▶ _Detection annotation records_
● ● ● ● ● ● ●
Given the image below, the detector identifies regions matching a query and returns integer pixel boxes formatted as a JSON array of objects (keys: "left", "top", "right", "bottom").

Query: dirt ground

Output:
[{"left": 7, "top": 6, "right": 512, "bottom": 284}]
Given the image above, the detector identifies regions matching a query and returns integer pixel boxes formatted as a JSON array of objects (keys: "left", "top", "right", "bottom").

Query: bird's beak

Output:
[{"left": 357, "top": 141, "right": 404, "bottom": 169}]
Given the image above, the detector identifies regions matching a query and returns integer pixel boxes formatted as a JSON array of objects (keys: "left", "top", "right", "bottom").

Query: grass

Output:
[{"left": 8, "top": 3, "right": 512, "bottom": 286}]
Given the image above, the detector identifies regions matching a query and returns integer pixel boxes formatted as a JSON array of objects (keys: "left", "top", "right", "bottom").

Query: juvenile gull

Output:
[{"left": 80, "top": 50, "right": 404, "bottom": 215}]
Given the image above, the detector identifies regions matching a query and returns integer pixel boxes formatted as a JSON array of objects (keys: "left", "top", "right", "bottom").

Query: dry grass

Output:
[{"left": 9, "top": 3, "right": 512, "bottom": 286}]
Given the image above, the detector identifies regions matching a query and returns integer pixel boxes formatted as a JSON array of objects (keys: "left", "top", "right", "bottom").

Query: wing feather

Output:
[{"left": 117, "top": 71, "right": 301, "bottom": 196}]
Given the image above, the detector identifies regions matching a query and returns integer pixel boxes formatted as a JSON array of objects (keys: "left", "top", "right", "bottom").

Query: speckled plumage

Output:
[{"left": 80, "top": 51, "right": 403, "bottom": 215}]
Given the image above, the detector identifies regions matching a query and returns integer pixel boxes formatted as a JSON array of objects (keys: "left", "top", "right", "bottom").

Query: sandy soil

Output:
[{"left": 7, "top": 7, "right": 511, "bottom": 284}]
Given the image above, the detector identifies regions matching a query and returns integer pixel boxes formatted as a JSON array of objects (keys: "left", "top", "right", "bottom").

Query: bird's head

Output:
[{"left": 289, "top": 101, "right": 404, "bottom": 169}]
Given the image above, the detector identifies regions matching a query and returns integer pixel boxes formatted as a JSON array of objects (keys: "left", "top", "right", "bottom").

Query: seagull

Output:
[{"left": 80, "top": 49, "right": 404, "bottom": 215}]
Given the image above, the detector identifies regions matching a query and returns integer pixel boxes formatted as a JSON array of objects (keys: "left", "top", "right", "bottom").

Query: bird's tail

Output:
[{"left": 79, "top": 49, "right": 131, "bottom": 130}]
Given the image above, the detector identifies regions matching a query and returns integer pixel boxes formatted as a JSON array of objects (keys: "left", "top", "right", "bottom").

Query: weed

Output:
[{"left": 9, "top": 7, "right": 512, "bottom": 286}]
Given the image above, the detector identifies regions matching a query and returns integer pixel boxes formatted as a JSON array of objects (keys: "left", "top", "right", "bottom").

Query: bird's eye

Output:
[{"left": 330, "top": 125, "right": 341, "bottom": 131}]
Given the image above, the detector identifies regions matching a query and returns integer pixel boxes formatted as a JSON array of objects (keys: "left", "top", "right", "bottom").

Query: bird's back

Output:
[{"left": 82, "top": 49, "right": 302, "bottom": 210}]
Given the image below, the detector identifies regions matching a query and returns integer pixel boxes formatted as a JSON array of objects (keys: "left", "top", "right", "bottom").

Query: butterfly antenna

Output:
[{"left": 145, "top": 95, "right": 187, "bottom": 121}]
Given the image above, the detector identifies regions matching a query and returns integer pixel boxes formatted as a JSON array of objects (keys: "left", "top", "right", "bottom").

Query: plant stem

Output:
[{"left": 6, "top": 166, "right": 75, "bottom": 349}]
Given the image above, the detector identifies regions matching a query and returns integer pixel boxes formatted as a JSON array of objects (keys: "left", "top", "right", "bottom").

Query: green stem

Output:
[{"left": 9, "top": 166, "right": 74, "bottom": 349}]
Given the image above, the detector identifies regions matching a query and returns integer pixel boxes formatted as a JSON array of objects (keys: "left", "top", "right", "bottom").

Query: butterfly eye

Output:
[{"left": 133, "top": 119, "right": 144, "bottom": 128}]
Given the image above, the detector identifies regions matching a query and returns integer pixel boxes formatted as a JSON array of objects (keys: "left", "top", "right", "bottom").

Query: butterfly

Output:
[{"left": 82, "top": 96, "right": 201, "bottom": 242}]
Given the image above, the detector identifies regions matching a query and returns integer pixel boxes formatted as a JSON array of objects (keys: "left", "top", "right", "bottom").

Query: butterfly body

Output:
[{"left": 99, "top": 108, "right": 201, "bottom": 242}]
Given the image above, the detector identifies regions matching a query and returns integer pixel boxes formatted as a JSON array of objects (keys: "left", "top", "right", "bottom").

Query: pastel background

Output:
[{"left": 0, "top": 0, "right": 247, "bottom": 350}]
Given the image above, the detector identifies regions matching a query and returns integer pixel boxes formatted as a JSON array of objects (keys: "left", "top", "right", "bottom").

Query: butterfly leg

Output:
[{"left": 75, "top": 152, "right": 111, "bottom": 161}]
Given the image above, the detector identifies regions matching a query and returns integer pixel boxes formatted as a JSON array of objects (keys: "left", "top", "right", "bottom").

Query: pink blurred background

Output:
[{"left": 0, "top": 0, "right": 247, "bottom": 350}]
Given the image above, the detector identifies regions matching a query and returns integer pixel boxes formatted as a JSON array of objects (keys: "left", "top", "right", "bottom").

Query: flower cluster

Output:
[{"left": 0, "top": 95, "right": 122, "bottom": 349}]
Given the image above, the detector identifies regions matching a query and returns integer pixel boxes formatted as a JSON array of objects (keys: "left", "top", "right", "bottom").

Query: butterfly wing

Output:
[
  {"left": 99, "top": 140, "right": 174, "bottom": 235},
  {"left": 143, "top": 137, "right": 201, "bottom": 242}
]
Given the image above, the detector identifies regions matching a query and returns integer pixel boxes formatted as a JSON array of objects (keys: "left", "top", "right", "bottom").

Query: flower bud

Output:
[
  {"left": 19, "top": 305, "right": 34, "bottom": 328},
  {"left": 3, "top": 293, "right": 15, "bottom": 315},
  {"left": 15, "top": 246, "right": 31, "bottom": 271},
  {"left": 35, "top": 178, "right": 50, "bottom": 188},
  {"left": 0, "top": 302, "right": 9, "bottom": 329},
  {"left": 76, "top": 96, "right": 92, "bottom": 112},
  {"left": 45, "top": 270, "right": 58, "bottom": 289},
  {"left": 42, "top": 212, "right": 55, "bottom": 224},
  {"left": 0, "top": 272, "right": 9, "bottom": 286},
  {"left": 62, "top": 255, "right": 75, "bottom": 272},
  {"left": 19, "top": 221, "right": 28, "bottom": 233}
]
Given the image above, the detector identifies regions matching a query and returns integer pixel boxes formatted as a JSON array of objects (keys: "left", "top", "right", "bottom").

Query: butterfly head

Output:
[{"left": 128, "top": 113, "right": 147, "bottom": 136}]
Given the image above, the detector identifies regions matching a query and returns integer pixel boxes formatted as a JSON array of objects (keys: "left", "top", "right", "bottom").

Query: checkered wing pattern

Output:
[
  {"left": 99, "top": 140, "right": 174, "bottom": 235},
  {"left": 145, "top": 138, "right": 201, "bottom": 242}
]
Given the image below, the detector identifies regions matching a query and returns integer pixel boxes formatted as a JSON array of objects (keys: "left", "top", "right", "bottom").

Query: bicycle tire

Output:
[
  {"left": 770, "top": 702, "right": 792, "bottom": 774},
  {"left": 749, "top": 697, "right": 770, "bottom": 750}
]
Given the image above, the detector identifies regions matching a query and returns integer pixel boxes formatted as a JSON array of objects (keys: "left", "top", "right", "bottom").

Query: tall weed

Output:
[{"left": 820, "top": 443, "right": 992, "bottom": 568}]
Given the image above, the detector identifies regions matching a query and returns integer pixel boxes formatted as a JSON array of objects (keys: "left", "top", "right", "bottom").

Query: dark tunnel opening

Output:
● ● ● ● ● ● ●
▶ _Task requirements_
Tally the lines above that contain the string "wing", and reply with only that number.

▶ _Response to the exercise_
3